## PROBLEM DESCRIPTION
The required output is the lines below from the line containing "box: [167, 113, 175, 129]" to the line containing "positive clicks: (83, 63)", inclusive, retyped exactly. No other lines belong in it.

## SUPPLIED MATERIAL
○ ○ ○

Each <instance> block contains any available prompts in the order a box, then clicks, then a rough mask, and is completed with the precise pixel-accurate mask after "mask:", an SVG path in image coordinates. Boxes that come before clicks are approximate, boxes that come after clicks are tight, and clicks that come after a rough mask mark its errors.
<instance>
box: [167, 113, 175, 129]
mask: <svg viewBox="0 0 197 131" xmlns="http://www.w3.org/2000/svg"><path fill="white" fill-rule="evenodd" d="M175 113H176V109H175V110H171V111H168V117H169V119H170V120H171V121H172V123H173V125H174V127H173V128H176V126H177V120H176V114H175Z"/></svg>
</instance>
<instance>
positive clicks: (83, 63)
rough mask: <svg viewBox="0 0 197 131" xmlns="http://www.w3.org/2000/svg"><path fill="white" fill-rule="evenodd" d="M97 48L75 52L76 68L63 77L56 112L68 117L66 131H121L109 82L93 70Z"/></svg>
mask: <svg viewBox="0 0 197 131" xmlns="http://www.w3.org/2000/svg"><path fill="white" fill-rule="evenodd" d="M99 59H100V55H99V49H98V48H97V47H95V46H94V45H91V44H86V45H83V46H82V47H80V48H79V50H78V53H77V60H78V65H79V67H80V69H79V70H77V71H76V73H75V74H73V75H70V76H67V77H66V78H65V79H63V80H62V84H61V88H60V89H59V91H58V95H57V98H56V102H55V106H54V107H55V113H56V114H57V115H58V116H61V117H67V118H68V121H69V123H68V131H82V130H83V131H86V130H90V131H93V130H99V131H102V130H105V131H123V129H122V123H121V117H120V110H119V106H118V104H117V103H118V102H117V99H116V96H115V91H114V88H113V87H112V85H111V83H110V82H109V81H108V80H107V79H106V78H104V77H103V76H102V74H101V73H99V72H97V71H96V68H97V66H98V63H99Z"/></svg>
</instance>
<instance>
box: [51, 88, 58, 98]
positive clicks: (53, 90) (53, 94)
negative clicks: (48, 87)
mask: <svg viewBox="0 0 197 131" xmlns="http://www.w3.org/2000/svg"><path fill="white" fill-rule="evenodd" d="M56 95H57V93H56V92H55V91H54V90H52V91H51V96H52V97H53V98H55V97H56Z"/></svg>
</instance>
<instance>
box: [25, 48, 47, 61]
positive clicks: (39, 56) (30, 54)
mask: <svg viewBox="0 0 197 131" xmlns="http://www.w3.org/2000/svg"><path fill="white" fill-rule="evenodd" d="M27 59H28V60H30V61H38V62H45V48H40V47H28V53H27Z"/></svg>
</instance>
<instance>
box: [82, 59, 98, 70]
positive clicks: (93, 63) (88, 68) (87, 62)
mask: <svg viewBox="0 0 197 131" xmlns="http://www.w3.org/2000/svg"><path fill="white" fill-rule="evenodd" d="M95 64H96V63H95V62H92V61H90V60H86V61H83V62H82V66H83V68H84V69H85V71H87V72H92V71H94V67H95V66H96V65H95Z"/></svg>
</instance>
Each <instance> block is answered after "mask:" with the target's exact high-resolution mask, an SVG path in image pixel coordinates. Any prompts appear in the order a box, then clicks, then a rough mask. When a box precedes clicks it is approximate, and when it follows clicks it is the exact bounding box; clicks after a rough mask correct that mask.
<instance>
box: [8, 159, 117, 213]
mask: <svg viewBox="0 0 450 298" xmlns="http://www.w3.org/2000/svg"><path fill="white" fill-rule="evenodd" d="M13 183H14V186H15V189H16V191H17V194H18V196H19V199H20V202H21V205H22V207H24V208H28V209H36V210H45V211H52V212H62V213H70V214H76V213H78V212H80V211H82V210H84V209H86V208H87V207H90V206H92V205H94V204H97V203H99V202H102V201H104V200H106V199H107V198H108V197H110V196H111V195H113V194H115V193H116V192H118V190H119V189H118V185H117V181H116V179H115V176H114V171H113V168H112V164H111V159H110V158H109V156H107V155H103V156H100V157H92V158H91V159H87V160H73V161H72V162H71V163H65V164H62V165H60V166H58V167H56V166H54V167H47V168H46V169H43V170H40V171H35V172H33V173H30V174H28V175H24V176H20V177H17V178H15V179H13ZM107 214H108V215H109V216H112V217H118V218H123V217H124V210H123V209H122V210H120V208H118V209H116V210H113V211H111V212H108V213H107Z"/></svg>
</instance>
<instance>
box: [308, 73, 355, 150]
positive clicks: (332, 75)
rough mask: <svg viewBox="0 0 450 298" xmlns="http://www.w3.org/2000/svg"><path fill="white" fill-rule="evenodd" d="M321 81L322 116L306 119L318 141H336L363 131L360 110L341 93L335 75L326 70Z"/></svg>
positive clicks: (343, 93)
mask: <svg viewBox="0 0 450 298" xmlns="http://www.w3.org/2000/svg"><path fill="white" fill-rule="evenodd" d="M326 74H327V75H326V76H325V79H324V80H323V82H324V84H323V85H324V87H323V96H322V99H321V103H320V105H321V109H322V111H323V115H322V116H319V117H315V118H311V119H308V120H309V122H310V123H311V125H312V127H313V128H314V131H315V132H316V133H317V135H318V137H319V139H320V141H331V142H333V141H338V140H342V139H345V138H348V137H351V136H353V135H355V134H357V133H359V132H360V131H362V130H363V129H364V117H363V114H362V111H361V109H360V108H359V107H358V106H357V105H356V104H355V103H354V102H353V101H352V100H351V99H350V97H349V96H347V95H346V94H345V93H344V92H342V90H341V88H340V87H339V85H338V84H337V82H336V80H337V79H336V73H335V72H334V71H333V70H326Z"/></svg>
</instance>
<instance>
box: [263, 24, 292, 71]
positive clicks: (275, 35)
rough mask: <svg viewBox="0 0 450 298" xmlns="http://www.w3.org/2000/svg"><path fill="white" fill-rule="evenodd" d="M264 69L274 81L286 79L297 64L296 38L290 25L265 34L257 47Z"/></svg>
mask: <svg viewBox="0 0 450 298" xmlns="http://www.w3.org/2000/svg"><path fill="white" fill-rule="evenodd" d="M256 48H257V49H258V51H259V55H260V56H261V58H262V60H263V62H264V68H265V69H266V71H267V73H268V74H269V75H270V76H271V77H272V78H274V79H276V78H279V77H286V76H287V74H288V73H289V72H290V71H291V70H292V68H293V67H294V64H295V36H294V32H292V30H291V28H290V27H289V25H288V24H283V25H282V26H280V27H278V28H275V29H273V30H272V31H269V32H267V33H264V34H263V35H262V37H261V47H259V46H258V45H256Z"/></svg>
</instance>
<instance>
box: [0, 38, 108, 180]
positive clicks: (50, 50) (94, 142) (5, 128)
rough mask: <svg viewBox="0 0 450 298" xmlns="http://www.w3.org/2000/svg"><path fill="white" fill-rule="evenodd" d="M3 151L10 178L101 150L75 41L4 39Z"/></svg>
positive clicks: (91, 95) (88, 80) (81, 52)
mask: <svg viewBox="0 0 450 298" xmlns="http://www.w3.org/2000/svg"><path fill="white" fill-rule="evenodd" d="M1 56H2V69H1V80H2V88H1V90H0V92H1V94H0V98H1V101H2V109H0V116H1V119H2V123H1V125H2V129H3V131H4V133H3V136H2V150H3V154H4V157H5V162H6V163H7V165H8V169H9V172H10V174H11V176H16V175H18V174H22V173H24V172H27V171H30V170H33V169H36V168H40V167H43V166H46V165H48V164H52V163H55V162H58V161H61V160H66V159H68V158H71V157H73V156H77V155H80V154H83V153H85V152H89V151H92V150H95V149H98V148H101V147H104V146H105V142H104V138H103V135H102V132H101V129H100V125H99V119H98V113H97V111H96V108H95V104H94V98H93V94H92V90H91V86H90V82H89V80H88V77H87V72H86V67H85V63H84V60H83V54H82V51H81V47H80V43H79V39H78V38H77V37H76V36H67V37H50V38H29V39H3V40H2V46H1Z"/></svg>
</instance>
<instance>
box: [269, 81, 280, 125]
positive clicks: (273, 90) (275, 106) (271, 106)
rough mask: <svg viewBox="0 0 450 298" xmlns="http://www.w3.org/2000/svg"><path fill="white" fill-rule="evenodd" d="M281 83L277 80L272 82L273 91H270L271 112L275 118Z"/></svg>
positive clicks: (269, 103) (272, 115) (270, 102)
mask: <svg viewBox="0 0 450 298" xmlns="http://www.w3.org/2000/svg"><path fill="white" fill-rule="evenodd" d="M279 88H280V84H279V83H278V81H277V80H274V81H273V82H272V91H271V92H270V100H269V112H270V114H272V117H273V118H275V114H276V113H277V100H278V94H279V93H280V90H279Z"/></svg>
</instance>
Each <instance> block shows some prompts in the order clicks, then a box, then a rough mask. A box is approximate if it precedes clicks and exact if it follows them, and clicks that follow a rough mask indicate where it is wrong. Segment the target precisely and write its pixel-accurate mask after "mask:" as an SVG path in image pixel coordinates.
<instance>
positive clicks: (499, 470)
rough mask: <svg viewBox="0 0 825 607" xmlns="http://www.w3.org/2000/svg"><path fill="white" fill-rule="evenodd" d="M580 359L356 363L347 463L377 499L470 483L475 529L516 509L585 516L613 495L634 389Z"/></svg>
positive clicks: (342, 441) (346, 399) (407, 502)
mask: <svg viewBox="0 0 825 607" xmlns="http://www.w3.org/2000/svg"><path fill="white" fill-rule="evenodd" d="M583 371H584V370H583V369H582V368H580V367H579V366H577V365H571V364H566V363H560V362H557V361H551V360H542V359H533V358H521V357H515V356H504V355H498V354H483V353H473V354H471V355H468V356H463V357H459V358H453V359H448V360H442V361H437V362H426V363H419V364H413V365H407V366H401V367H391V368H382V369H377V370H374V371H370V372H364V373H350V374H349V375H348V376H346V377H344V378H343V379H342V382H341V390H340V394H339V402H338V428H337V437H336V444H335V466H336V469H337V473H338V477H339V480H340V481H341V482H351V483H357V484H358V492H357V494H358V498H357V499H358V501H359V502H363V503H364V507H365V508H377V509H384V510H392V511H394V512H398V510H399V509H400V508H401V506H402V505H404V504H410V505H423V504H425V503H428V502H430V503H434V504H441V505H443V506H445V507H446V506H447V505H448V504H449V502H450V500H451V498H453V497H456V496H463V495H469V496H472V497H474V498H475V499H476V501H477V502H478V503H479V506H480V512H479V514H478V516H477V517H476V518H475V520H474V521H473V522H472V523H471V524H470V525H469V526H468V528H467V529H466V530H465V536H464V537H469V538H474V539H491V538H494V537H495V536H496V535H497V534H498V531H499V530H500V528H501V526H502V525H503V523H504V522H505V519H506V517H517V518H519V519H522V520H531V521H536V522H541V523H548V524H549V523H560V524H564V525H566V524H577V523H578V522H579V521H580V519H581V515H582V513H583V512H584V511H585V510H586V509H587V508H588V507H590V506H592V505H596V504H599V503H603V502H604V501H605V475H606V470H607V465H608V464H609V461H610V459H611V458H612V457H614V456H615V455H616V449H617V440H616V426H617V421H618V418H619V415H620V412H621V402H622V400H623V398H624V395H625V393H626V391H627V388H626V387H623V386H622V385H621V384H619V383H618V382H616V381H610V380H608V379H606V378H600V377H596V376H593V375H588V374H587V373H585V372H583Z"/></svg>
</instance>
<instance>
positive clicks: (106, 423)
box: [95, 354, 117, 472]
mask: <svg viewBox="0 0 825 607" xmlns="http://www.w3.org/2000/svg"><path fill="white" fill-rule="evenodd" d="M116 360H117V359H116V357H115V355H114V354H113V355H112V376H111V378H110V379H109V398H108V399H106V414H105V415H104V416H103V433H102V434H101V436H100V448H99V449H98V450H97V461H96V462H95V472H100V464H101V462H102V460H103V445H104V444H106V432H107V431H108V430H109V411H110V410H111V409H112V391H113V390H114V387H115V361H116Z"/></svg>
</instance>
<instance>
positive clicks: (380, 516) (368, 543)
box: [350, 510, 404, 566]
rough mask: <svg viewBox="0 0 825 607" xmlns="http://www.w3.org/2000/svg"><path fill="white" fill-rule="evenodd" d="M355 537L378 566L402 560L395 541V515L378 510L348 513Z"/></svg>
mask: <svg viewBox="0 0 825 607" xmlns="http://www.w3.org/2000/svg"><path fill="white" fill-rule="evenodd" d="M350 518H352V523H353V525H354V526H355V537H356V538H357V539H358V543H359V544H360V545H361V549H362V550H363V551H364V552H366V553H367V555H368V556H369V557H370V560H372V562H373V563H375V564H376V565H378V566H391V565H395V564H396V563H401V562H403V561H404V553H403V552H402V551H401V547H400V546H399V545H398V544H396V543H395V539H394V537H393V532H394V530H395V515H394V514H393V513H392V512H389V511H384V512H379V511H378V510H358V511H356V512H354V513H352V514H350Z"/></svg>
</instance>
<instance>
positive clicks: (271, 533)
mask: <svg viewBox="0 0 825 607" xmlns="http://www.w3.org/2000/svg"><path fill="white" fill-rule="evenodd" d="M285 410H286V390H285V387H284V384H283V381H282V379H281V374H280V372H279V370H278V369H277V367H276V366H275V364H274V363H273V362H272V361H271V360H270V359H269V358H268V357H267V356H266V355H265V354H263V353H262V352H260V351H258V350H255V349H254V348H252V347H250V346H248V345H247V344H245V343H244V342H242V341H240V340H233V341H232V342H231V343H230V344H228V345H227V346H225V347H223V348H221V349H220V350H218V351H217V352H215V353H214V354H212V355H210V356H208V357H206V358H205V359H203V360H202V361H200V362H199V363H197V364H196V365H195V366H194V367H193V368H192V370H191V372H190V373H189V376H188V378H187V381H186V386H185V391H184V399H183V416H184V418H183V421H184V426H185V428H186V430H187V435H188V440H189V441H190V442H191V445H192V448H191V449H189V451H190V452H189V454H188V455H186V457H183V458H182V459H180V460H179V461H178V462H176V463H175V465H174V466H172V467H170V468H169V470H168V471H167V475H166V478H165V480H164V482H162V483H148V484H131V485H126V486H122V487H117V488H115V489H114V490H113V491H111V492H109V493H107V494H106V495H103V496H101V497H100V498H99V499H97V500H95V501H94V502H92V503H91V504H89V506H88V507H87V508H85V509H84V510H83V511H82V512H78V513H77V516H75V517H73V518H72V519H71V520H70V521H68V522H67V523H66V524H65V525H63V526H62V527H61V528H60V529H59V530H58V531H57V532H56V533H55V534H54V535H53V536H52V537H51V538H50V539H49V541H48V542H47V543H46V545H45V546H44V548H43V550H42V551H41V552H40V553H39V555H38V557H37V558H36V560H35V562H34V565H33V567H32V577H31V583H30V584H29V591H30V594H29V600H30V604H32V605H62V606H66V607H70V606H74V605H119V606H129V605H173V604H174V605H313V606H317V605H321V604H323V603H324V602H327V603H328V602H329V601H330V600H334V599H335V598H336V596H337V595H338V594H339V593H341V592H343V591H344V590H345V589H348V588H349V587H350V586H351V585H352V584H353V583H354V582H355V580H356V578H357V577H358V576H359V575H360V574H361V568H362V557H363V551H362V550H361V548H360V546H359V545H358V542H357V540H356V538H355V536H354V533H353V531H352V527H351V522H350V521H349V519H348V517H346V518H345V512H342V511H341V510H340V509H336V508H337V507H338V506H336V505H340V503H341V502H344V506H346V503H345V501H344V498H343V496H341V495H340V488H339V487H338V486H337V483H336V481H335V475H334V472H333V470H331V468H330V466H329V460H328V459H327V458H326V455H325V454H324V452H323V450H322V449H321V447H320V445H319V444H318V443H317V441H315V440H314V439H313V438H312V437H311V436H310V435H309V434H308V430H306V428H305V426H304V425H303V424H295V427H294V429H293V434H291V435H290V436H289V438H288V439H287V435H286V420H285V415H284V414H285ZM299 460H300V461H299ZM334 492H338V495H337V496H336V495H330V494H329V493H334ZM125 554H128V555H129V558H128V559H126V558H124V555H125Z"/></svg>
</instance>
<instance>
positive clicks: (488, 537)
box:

○ ○ ○

## RESPONSE AREA
box: [167, 113, 175, 129]
mask: <svg viewBox="0 0 197 131" xmlns="http://www.w3.org/2000/svg"><path fill="white" fill-rule="evenodd" d="M175 113H176V109H175V110H171V111H168V117H169V119H170V120H171V121H172V123H173V125H174V127H173V128H176V126H177V120H176V114H175Z"/></svg>
</instance>
<instance>
positive clicks: (83, 63)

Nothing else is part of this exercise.